REQUIRED WORK — Could you arrange the lines from the line with "The segmenter returns" through the line with "M0 150L0 379L674 380L676 226L677 156Z" as a two-column CSV headed text and answer, with one row for each text and its answer, every field in quotation marks and line breaks turned into spaces? Leave the pictures out.

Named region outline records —
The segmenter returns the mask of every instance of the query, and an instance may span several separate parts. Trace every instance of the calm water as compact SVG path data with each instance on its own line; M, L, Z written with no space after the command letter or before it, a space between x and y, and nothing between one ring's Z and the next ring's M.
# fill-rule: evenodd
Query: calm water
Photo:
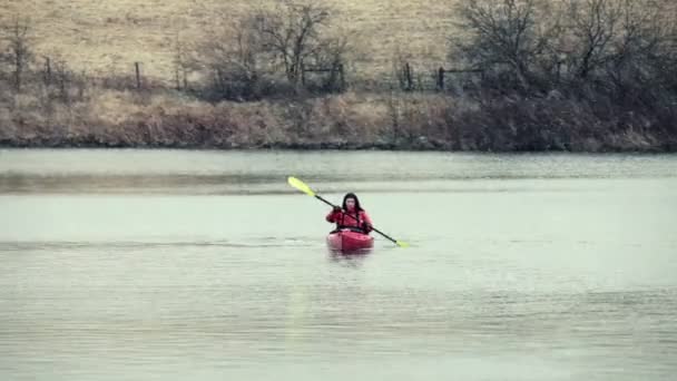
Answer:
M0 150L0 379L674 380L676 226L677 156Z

...

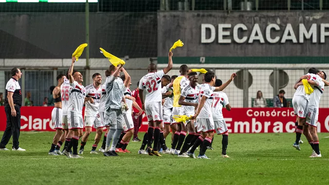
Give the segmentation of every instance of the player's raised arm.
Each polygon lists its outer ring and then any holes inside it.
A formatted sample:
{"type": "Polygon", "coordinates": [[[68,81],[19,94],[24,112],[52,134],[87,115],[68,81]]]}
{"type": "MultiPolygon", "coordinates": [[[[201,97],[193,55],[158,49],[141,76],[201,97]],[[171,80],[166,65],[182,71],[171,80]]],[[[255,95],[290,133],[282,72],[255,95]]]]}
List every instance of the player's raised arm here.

---

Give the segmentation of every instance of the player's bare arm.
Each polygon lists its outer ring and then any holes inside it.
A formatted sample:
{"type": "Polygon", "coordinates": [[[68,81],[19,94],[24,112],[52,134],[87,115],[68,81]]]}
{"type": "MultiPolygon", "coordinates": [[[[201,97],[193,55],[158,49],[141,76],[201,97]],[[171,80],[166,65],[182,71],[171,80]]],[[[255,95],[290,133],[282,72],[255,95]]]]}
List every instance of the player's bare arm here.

THE REPLY —
text,answer
"The segmenter returns the mask of every instance of the query, and an instance may span several separate parts. Trace every instance of the calm water as compact SVG path data with each instance on its own line; M, L, Z written with no space after the command letter or before it, a space between x and y, and nothing between one ring's Z and the next ring's M. # fill-rule: evenodd Query: calm water Photo: Answer:","M0 150L0 379L674 380L676 226L677 156Z"